* _TASK PROMPT_: Search the data below for "railing"; list each line that holds it.

* _Stored data_:
= Beginning of Section =
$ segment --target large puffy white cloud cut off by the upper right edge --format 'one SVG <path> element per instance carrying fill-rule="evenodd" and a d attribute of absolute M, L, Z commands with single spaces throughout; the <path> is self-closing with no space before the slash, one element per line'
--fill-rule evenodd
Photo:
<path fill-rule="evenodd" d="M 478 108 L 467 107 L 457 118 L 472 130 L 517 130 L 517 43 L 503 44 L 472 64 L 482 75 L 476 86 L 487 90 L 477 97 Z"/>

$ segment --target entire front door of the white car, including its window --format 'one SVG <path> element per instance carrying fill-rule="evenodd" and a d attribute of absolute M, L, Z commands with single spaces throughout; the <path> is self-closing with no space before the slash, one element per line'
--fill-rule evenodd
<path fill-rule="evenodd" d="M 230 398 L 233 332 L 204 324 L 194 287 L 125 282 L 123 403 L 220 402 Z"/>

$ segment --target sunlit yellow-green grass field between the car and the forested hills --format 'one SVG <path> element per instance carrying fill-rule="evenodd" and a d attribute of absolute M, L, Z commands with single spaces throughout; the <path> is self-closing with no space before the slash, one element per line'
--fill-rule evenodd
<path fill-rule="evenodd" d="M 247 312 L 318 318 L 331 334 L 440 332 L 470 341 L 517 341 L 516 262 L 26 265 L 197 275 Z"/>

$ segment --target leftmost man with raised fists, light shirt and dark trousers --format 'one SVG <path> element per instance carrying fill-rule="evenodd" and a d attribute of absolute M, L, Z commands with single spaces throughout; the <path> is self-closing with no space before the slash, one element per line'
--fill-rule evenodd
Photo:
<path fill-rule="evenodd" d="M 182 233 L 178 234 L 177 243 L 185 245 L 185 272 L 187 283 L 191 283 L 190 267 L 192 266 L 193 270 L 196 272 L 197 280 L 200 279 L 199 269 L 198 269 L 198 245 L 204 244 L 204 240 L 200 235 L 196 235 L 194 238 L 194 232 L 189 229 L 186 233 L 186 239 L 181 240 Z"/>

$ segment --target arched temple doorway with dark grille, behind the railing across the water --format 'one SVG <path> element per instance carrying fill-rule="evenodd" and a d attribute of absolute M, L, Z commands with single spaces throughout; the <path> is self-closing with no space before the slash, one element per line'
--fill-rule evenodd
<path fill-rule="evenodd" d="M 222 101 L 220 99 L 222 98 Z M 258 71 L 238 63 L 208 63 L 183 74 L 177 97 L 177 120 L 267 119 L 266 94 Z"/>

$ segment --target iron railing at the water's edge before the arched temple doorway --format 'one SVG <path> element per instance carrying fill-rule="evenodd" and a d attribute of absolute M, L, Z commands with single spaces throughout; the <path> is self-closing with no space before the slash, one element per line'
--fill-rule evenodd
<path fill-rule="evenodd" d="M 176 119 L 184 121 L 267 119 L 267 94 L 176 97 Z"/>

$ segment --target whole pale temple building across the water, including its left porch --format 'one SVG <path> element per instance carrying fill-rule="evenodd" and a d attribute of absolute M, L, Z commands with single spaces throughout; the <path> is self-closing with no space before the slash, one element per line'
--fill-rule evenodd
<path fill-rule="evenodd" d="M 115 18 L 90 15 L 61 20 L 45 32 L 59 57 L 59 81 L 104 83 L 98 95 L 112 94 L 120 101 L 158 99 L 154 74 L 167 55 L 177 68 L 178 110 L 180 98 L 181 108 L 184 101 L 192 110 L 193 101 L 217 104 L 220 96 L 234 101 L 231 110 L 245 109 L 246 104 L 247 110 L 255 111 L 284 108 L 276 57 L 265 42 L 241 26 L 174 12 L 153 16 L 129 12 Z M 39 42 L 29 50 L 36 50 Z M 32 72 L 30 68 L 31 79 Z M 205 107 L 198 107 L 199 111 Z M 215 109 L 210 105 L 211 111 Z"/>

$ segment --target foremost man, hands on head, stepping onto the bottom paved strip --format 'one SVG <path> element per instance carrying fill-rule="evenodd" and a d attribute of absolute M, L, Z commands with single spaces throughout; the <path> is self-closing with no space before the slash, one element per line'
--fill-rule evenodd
= End of Section =
* _EXERCISE OUTPUT_:
$ segment --target arched temple doorway with dark grille, behind the railing across the water --format 'one SVG <path> element per instance carrying fill-rule="evenodd" and a d attribute of absolute M, L, Z commands with single spaces throughout; the <path> is self-closing with no space before the slash, one element per line'
$ segment --target iron railing at the water's edge before the arched temple doorway --format 'one SVG <path> element per instance carrying fill-rule="evenodd" and a d attribute of absolute M, L, Z commands with single spaces throughout; the <path> is self-closing with no space before the slash, one element per line'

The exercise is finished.